BLOC DE TEXTE:
───

Une décision qui témoigne d’une approche différente, moins ancrée sur les principes et plus axée sur les principes de la gestion d’entreprise.

Une telle affirmation semble peut-être exagérée. Il y a cependant plusieurs éléments à prendre en compte.

Tout d’abord, Benoît XVI est devenu pape après une longue période de fin de pontificat de Jean-Paul II, qui ne pouvait plus prendre toutes les décisions et autour duquel s’étaient noués des liens de pouvoir et d’intérêt qui n’étaient pas faciles à dénouer.

Benoît XVI a été choisi précisément parce qu’il était l’un des rares à jouir d’une réputation inattaquable et à pouvoir porter un si grand héritage sur ses épaules. Benoît XVI a commencé le travail de redéfinition des choses, de leur purification, de leur démondanisation selon un terme qui lui était cher. La philosophie de cette réforme a été esquissée dans ses discours en Allemagne en 2011, devant une Église, comme il l’a expliqué, qui risquait d’être riche en œuvres, mais pauvre en esprit. Pour lui, l’Église en Allemagne était l’exemple à ne pas suivre, ou plutôt le laboratoire des choses à éviter.

───

ENTRÉES RÉPERTORIÉES:
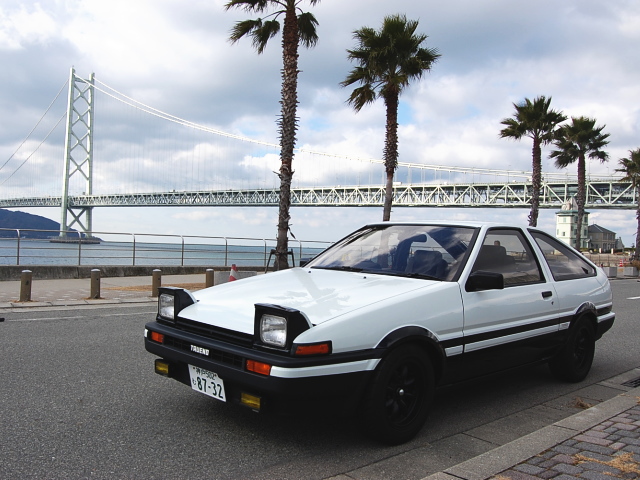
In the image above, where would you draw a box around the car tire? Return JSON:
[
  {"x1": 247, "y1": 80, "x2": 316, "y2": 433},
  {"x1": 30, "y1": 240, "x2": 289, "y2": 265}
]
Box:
[
  {"x1": 549, "y1": 317, "x2": 596, "y2": 383},
  {"x1": 361, "y1": 345, "x2": 435, "y2": 445}
]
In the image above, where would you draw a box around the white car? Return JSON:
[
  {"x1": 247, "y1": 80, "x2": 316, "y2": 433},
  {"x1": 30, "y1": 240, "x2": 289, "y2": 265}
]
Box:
[{"x1": 145, "y1": 222, "x2": 615, "y2": 444}]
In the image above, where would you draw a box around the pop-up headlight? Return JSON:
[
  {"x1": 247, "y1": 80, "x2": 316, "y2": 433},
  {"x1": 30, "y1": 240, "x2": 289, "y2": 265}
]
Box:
[
  {"x1": 260, "y1": 314, "x2": 287, "y2": 348},
  {"x1": 254, "y1": 303, "x2": 311, "y2": 351},
  {"x1": 158, "y1": 293, "x2": 176, "y2": 320},
  {"x1": 158, "y1": 287, "x2": 196, "y2": 322}
]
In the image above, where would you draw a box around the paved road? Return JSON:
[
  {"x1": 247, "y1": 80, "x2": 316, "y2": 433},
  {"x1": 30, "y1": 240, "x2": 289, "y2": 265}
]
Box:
[{"x1": 0, "y1": 280, "x2": 640, "y2": 480}]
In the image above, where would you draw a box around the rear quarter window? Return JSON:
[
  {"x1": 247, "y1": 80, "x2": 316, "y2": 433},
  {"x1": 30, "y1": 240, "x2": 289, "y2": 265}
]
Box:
[{"x1": 530, "y1": 231, "x2": 596, "y2": 281}]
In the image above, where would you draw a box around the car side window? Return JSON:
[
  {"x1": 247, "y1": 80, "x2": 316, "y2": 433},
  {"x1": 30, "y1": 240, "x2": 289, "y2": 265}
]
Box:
[
  {"x1": 530, "y1": 231, "x2": 596, "y2": 281},
  {"x1": 472, "y1": 229, "x2": 544, "y2": 287}
]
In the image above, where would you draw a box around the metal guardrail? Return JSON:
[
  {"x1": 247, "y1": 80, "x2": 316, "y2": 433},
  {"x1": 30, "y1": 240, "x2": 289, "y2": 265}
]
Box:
[{"x1": 0, "y1": 228, "x2": 331, "y2": 268}]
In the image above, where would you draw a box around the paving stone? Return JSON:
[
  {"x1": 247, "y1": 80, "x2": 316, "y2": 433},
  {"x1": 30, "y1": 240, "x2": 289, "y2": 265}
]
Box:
[
  {"x1": 576, "y1": 442, "x2": 614, "y2": 455},
  {"x1": 575, "y1": 434, "x2": 613, "y2": 447},
  {"x1": 553, "y1": 442, "x2": 580, "y2": 455},
  {"x1": 553, "y1": 463, "x2": 584, "y2": 475},
  {"x1": 514, "y1": 463, "x2": 544, "y2": 475},
  {"x1": 584, "y1": 472, "x2": 616, "y2": 480}
]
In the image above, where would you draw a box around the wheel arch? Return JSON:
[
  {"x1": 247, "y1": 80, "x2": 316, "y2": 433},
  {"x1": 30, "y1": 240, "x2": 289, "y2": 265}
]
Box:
[
  {"x1": 570, "y1": 302, "x2": 598, "y2": 331},
  {"x1": 377, "y1": 326, "x2": 446, "y2": 383}
]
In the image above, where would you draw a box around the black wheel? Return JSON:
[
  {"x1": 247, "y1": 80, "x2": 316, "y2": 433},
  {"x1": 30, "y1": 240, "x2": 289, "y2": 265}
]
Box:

───

PROBLÈMES À RÉSOUDRE:
• a. Répondez d'après le bloc de texte placé au-dessus des données :
(i) Quel pontificat a pris fin avant que Benoît XVI ne devienne pape ?
(ii) Dans quel pays et en quelle année Benoît XVI a-t-il prononcé les discours où est esquissée la philosophie de sa réforme ?
(iii) Selon ces discours, l'Église risquait d'être riche en quoi et pauvre en quoi ?
• b. Recopiez le passage du bloc de texte qui commence par « Une telle affirmation » et se poursuit jusqu'à « faciles à dénouer. ».
• c. Dans la phrase du bloc de texte qui commence par « Benoît XVI a commencé le travail », relevez tous les termes qui désignent ce travail.

RÉPONSES FOURNIES:
• a.
(i) Celui de Jean-Paul II.
(ii) En Allemagne, en 2011.
(iii) Riche en œuvres, pauvre en esprit.

• b.
Une telle affirmation semble peut-être exagérée. Il y a cependant plusieurs éléments à prendre en compte.

Tout d’abord, Benoît XVI est devenu pape après une longue période de fin de pontificat de Jean-Paul II, qui ne pouvait plus prendre toutes les décisions et autour duquel s’étaient noués des liens de pouvoir et d’intérêt qui n’étaient pas faciles à dénouer.

• c.
redéfinition des choses
purification
démondanisation